REQUIRED ACTIONS
(a) Please edit the passage of the prebiotics article that opens with the words containing "Besides unlocking minerals, vitamins" and closes with "for their meat.", swapping "Salmonella" for "Campylobacter".
(b) Sum up the prebiotics article in two sentences.

PAGE TEXT

+===+

Beneficial bacteria that promote intestinal health in humans and livestock could get a boost of their own, thanks to a new method for turning certain sugars from corn and other crops into complex carbohydrates called oligosaccharides.

According to Agricultural Research Service (ARS) chemist Greg Cote, the oligosaccharides have commercial potential as "prebiotics." These are food or feed additives that nourish populations of Lactobacillus, Bifidobacterium and other "probiotic" bacteria that live inside their hosts' colons.

Besides unlocking minerals, vitamins and other nutrients from the oligosaccharides, probiotic bacteria can also make the colon less hospitable to pathogens, such as Salmonella and Escherichia coli, that can cause illness in humans.

When fed to chicks or piglets, for example, the prebiotics could bolster the growth and activity of probiotic bacteria so they would outcompete Salmonella for space and nutrients—a potential boon later on, when the animals mature and are slaughtered for their meat.

Cote, who's in the ARS Bioproducts and Biocatalysis Research Unit at Peoria, Ill., codeveloped the oligosaccharides with Scott Holt, an associate professor with Western Illinois University's Department of Biological Sciences. They envision formulating the oligosaccharides as a prebiotic product that could be administered orally.

+===+

DATASET RECORDS
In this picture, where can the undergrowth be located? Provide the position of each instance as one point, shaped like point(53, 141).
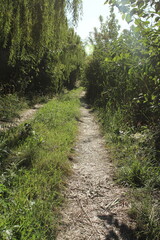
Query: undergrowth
point(11, 105)
point(135, 154)
point(34, 163)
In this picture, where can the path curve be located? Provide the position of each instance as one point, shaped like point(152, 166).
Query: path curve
point(95, 207)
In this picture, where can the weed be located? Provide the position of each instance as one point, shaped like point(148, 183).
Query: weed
point(34, 171)
point(10, 106)
point(135, 155)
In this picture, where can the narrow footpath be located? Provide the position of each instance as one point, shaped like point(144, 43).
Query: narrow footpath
point(95, 207)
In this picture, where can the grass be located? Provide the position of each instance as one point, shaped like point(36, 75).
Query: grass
point(137, 167)
point(34, 160)
point(11, 105)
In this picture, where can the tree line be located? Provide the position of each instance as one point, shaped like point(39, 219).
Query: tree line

+===+

TASK-BY-TASK SOLUTIONS
(a)
Besides unlocking minerals, vitamins and other nutrients from the oligosaccharides, probiotic bacteria can also make the colon less hospitable to pathogens, such as Campylobacter and Escherichia coli, that can cause illness in humans.

When fed to chicks or piglets, for example, the prebiotics could bolster the growth and activity of probiotic bacteria so they would outcompete Campylobacter for space and nutrients—a potential boon later on, when the animals mature and are slaughtered for their meat.

(b) ARS chemist Greg Cote and Western Illinois University's Scott Holt developed a method for turning certain sugars from corn and other crops into oligosaccharides, which could serve as prebiotic additives that nourish probiotic bacteria living in the colon. These bacteria can unlock nutrients and make the colon less hospitable to pathogens such as Salmonella, and the researchers envision formulating the oligosaccharides as an oral prebiotic product.